▶ _DATA SECTION_:
------------------------------------

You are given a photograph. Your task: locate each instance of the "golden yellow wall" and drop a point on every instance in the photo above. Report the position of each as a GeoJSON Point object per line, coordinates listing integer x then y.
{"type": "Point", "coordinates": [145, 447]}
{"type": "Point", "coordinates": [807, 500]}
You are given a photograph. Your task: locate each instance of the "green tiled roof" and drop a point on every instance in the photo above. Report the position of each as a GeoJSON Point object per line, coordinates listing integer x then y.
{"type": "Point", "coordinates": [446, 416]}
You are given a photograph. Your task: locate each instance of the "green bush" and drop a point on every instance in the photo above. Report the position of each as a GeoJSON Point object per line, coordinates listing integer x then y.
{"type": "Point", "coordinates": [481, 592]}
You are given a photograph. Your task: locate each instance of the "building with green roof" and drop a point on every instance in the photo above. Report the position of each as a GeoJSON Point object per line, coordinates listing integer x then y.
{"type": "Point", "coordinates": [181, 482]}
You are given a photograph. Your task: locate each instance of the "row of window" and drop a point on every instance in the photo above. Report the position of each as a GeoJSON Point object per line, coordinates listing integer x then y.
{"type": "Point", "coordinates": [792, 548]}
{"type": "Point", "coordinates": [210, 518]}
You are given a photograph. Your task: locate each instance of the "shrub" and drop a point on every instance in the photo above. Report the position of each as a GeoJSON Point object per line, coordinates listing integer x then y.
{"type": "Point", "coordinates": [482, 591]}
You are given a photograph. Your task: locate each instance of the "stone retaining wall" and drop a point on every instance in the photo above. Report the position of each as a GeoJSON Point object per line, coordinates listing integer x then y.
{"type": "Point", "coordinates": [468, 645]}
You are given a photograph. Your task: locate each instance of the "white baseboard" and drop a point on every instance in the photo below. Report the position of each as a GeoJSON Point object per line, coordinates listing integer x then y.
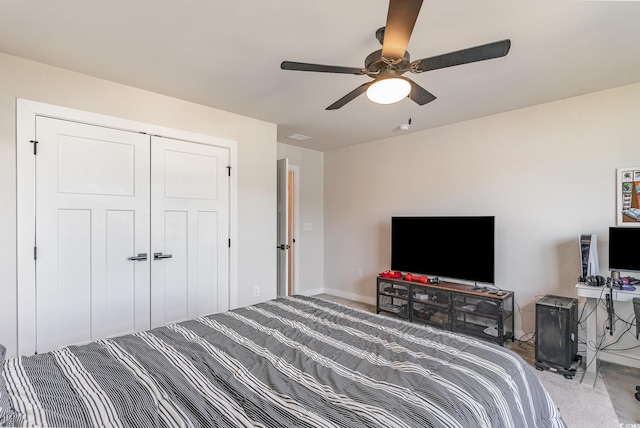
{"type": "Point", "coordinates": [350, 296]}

------------------------------------

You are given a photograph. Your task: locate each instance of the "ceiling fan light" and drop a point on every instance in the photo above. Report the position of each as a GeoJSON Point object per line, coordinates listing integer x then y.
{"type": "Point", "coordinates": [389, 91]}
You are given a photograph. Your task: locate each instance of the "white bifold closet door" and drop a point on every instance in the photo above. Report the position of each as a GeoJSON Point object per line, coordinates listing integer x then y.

------------------------------------

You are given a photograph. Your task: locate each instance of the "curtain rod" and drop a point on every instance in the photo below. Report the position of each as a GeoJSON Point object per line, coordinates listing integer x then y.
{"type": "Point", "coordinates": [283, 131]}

------------------------------------

▶ _WHAT IS NEEDED_: How many of the lines above contain the word "wall", matching case exactly? Reply with only the number.

▶ _THE OUTPUT_: 2